From the Religious Education page below, list every book, article, or periodical that is named by its title.

§ PAGE:
┄┄┄┄┄┄┄┄┄┄┄┄┄┄┄┄┄┄┄┄

Tides of change within Religious Education: where has it been, what is it doing and where’s it going?
In our March meeting, we had a talk by John Holroyd, who was Head of Religious Studies & Philosophy at St Dunstan’s College in southeast London for over twenty years, before teaching at the London School of Philosophy. He is currently writing a book entitled ‘Judging Religion’. Some of his views about religion can be found in his article ‘Between Dawkins and God’ published in Philosophy Now Magazine: Issue 86.
This is a full transcript of John’s talk:
IN THE BEGINNING WAS RELIGIOUS INSTRUCTION
Until the 1970s at least much Religious Instruction as it was known in the U.K. was confessional in character. This reflected the state of the nation in which many teachers of religion were in their posts for confessional reasons among others. One of my most memorable experiences of this was on an INSET course in my first couple of years of teaching in the late 1980s. A teacher sat next to me at the evening meal having asked where I was from continued to enquire about what church I attended. When I made it clear that I didn’t attend a church, that I was not a Christian, that I didn’t actually believe in God, this was clearly deeply shocking. A little later I overheard her say ‘and that guy over there told me he doesn’t believe in God and he teaches R.E. But by the time I came into teaching in some areas at least things were changing somewhat. I remember a survey about ILEA R.E. teachers in the late 80s that revealed that over 40% were non-Christian.

┄┄┄┄┄┄┄┄┄┄┄┄┄┄┄┄┄┄┄┄

§ RAW DATA:
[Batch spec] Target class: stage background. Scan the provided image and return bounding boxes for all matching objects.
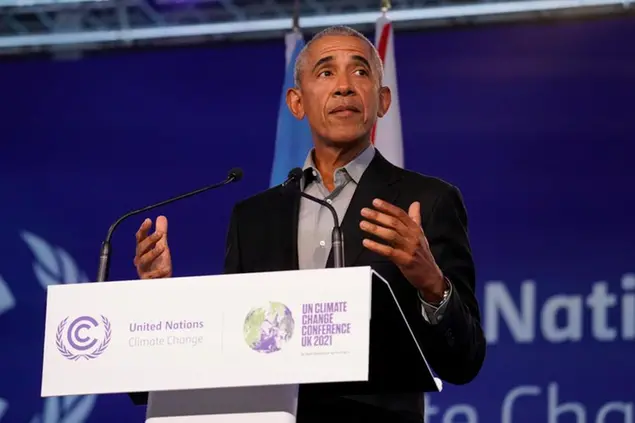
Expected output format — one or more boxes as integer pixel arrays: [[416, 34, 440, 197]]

┄┄┄┄┄┄┄┄┄┄┄┄┄┄┄┄┄┄┄┄

§ WRITTEN RESPONSE:
- 'Judging Religion' (a book)
- 'Between Dawkins and God' (an article)
- Philosophy Now Magazine (Issue 86)